Quelldaten:
####

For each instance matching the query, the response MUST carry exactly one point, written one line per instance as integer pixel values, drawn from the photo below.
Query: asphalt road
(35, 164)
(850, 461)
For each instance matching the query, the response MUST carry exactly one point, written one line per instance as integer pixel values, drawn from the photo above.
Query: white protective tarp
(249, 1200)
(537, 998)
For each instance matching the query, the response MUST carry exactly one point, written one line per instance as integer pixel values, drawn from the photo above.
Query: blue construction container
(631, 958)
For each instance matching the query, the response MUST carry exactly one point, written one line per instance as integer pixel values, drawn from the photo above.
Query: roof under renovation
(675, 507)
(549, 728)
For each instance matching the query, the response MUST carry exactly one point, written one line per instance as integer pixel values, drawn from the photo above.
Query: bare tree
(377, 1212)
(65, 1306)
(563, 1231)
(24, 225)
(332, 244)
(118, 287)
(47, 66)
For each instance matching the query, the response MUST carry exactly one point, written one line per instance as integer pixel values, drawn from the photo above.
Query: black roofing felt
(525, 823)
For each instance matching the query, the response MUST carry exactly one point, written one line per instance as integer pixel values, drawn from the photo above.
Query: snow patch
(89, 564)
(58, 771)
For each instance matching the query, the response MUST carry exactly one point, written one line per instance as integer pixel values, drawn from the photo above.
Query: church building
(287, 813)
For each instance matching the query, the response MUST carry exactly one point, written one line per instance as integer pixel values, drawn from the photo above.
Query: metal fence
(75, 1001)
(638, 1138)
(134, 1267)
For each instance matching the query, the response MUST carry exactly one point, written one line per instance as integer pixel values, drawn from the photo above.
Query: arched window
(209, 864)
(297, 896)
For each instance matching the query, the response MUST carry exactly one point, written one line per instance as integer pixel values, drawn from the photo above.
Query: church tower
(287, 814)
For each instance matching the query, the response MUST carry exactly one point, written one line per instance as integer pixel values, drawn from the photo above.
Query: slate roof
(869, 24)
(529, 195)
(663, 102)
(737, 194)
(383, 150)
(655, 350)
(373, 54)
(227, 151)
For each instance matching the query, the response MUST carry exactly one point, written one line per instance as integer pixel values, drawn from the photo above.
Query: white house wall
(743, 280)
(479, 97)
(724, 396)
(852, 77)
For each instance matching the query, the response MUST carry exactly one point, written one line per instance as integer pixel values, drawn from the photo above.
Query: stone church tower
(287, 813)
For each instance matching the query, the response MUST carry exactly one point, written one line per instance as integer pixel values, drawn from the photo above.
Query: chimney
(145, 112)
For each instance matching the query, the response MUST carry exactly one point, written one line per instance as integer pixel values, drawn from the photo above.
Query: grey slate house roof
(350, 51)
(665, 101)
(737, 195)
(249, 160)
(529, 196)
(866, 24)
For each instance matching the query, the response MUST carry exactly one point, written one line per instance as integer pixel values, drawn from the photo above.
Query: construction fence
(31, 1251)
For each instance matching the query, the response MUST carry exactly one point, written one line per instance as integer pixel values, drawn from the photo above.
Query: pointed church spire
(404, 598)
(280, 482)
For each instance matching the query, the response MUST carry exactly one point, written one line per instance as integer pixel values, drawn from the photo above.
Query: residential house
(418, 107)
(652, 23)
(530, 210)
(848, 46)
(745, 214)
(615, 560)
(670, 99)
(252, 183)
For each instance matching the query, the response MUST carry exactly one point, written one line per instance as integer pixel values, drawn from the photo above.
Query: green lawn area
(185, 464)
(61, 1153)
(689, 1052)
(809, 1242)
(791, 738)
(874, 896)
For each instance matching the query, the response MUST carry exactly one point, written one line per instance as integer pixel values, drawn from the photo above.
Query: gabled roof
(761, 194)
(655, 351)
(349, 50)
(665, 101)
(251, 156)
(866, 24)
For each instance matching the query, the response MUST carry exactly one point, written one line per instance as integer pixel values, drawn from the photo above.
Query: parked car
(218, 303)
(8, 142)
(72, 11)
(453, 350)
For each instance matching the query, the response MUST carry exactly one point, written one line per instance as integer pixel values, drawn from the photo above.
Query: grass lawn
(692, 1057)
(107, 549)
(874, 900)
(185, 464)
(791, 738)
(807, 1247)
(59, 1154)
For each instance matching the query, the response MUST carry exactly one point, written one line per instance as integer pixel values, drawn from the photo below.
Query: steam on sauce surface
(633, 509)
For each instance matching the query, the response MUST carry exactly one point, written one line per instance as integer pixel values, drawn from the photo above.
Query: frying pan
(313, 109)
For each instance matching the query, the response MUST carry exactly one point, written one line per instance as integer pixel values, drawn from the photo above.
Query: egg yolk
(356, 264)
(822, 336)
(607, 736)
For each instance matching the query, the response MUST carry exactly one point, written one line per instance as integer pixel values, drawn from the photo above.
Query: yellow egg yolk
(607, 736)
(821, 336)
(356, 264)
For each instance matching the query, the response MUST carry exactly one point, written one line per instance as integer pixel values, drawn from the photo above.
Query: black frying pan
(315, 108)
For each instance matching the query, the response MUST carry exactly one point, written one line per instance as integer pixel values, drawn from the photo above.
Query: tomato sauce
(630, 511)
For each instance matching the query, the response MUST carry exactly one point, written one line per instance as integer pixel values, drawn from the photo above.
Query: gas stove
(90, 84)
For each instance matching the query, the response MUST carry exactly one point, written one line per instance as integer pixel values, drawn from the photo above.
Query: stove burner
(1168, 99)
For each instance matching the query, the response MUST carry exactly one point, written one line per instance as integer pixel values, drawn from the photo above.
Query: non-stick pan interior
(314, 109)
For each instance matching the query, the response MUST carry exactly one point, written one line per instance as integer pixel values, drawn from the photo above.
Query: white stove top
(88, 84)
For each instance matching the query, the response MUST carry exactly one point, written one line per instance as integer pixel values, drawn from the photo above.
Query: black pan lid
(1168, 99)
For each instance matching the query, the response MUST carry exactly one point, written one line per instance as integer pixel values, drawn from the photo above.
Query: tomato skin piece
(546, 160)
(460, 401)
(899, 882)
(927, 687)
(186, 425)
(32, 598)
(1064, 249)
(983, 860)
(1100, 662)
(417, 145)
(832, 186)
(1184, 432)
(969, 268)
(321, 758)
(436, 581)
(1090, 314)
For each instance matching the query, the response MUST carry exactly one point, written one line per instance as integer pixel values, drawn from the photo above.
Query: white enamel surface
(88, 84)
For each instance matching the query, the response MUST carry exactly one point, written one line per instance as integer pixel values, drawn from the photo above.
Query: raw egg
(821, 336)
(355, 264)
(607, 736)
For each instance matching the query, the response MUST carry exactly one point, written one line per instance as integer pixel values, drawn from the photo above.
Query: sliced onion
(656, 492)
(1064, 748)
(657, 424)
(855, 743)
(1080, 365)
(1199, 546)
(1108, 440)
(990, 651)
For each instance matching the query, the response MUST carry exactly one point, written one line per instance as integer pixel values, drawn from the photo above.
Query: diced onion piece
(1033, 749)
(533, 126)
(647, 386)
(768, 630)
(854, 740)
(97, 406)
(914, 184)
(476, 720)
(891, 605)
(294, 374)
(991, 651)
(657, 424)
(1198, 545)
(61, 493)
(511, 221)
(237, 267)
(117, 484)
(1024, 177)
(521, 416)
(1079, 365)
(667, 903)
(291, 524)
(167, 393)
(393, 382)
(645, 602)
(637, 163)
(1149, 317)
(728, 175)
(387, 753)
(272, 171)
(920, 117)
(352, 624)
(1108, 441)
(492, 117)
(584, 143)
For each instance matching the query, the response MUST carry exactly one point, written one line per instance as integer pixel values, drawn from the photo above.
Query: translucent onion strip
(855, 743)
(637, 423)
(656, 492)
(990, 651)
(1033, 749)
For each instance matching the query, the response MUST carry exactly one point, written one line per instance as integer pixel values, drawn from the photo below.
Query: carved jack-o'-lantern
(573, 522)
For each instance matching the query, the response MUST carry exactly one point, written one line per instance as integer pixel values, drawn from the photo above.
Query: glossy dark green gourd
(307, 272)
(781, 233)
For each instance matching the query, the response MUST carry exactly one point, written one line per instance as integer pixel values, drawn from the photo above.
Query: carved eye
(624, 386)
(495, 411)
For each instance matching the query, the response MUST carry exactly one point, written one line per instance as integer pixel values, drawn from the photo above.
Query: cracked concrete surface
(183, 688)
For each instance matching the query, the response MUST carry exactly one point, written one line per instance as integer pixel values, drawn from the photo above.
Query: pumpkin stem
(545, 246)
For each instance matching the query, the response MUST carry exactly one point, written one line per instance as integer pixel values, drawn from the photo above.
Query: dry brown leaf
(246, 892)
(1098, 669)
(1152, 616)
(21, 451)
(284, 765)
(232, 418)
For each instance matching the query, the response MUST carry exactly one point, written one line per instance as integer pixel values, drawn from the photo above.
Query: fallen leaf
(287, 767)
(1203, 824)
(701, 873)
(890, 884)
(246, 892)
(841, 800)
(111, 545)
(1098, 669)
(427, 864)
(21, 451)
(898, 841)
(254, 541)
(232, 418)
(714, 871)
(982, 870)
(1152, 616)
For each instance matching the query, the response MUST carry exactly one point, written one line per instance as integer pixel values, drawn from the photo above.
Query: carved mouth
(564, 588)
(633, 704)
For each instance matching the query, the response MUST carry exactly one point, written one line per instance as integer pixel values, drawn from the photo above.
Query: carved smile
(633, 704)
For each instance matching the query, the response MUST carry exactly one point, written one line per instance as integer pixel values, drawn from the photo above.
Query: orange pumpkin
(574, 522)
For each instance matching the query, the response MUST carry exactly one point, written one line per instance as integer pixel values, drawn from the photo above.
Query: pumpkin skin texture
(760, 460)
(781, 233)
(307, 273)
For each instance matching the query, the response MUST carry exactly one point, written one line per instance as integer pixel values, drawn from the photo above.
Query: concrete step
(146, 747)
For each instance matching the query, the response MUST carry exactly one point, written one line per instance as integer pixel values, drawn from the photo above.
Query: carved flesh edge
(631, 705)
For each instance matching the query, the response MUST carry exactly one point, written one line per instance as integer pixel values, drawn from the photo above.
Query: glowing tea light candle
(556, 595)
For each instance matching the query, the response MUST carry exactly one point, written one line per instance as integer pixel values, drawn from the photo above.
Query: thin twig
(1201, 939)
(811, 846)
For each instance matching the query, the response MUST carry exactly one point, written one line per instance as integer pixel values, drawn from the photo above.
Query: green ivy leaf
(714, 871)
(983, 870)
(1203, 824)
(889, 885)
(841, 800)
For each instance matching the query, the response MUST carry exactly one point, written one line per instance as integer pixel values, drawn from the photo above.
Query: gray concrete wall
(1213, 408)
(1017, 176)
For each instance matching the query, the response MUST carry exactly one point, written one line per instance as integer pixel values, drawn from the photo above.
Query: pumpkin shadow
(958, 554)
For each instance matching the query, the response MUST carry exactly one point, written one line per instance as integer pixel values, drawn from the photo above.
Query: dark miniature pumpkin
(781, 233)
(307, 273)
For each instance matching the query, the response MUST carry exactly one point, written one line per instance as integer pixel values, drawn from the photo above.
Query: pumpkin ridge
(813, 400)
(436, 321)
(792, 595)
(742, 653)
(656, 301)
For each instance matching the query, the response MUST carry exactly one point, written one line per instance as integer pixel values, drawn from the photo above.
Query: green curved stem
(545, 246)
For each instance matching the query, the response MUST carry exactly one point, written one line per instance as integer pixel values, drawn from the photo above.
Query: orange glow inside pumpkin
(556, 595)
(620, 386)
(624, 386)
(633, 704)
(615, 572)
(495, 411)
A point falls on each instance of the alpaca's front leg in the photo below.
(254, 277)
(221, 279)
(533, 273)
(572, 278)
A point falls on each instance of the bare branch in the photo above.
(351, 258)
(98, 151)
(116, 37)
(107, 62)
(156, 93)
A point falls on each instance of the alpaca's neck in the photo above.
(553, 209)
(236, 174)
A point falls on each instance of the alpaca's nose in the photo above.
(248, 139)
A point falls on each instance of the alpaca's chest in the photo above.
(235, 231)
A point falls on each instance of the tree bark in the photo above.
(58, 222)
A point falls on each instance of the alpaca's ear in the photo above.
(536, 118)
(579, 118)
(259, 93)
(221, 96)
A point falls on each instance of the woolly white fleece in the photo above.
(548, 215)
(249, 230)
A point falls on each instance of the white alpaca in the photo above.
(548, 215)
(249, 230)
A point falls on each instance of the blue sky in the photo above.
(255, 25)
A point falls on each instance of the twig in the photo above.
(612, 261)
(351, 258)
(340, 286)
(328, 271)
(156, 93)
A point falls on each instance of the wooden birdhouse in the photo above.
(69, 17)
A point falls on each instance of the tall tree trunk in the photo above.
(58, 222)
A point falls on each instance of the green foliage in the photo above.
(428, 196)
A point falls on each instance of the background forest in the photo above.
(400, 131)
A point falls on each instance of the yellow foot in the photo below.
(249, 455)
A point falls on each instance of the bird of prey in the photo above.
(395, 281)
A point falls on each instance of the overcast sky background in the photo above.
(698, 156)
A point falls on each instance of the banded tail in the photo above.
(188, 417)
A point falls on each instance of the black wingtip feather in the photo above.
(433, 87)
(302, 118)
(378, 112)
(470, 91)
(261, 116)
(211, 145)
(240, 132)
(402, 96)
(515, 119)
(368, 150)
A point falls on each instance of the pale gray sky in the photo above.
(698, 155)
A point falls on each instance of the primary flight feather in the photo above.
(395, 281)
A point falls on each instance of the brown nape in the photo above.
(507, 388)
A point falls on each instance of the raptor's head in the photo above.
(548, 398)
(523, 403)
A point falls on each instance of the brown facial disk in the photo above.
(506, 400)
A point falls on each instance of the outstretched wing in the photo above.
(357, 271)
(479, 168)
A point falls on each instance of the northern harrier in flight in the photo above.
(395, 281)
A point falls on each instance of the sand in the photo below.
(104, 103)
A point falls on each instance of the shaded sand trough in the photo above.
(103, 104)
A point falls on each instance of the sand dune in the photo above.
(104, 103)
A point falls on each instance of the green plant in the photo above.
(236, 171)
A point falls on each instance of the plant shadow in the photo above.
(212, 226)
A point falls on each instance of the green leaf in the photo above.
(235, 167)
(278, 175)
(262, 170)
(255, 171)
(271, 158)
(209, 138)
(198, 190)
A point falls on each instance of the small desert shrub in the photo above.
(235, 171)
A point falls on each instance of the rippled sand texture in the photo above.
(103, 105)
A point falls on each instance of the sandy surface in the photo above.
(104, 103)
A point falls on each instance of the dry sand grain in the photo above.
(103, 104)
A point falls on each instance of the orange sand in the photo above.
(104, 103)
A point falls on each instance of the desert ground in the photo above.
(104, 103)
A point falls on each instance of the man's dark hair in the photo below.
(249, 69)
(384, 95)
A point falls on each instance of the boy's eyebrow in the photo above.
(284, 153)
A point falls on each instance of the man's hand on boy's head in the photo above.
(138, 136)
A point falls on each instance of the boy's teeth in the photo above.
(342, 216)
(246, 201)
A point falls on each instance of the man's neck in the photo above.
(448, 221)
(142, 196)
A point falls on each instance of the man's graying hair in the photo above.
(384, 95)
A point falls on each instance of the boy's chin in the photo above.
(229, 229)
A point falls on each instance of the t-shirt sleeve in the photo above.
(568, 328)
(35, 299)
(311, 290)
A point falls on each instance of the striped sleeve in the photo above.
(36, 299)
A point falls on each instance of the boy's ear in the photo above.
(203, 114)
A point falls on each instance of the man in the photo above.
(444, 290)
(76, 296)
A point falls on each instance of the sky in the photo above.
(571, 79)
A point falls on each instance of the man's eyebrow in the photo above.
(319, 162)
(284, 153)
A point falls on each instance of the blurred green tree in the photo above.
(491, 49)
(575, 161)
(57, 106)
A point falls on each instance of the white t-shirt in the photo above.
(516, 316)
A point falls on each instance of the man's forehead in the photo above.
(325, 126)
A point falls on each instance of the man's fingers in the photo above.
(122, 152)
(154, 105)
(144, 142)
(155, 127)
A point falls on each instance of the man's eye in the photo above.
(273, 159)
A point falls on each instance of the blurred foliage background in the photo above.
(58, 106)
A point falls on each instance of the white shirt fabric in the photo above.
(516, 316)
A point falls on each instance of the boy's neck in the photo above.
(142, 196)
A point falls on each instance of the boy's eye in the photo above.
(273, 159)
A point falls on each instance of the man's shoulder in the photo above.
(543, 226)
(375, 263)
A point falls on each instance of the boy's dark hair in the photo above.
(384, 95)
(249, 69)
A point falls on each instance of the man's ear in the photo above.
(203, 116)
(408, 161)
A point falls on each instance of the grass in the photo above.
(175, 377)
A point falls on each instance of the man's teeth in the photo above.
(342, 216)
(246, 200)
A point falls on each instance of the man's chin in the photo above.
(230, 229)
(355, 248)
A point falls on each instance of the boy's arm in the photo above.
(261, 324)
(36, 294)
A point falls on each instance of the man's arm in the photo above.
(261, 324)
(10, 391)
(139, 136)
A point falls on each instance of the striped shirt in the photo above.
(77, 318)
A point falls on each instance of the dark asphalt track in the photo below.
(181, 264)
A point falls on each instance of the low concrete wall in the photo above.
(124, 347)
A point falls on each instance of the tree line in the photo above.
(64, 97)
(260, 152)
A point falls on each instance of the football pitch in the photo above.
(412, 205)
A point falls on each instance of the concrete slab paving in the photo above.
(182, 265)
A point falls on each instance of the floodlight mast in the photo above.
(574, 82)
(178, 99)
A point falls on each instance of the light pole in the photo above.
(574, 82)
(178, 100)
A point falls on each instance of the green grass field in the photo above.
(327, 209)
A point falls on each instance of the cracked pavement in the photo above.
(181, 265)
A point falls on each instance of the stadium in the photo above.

####

- AUFGABE
Schreibe die Zeilen unverändert ab, beginnend mit der Zeile, die „A point falls on each instance of the light“ enthält, und endend mit der letzten Zeile der Datensätze.

- LÖSUNG
A point falls on each instance of the light pole in the photo above.
(574, 82)
(178, 100)
A point falls on each instance of the green grass field in the photo above.
(327, 209)
A point falls on each instance of the cracked pavement in the photo above.
(181, 265)
A point falls on each instance of the stadium in the photo above.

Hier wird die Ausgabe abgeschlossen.